## Exercise
Count the lines in the records below that contain the word "blurred". Reply with the number only.

## Dataset excerpts

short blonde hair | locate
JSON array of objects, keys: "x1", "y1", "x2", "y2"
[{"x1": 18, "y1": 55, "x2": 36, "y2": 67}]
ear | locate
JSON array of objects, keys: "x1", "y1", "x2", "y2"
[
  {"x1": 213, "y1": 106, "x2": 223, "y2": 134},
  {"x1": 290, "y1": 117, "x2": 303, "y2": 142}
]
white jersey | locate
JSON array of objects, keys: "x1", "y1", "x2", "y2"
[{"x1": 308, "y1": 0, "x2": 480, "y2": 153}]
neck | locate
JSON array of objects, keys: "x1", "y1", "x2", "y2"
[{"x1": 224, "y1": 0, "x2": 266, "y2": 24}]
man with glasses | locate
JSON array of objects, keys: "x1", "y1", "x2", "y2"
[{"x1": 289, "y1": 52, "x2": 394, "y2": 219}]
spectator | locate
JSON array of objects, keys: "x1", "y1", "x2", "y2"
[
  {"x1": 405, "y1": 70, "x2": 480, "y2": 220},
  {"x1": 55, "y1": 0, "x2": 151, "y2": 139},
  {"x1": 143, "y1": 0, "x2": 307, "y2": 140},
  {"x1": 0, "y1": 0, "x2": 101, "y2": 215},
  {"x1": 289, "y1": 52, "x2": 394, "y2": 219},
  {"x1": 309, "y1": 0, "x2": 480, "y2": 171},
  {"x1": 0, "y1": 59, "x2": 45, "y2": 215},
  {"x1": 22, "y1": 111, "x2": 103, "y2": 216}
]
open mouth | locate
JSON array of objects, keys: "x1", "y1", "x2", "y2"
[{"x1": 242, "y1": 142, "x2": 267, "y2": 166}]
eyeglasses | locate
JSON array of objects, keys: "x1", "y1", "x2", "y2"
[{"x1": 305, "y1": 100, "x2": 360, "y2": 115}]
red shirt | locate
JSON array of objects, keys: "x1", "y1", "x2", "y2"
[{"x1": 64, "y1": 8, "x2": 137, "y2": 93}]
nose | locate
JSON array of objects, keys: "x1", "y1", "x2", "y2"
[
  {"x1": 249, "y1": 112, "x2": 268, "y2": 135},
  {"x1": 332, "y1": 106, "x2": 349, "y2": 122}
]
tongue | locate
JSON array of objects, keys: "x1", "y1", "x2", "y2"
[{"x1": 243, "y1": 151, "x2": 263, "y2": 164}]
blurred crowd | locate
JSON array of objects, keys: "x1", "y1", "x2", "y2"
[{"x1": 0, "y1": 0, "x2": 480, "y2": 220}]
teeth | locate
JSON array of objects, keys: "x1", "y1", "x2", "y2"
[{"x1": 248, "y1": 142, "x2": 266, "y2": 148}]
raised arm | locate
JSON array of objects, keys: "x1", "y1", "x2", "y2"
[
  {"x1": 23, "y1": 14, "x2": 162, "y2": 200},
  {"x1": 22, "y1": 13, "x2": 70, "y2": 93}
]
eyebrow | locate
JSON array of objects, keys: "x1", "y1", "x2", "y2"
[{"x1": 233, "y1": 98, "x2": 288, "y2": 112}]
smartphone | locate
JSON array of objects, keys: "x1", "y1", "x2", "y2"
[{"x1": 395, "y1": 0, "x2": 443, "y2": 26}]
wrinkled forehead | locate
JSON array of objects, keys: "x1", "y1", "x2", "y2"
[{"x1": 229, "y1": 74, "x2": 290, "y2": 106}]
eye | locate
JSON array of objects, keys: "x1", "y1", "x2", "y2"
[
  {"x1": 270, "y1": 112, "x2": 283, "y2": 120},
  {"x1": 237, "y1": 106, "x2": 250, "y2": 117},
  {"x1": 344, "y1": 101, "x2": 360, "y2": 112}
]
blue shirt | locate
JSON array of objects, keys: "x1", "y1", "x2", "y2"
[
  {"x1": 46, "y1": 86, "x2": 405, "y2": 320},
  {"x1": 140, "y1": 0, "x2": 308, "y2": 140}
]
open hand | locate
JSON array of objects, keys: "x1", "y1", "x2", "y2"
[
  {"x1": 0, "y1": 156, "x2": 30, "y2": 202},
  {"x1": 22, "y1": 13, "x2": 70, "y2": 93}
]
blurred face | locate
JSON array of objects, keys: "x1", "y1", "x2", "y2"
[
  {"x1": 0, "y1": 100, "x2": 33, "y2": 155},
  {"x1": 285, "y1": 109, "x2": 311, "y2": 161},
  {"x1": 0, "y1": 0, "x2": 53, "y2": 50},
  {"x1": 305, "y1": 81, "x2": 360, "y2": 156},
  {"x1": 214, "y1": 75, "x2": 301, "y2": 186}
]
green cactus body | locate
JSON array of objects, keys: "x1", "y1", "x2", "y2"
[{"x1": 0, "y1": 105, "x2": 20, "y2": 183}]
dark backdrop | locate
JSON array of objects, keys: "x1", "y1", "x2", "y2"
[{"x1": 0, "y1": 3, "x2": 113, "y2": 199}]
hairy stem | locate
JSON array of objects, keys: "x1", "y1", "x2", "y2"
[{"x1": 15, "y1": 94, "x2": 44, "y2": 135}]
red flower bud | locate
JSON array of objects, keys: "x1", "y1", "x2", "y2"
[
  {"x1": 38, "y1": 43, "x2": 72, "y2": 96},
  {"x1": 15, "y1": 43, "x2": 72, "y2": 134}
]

## Correct response
2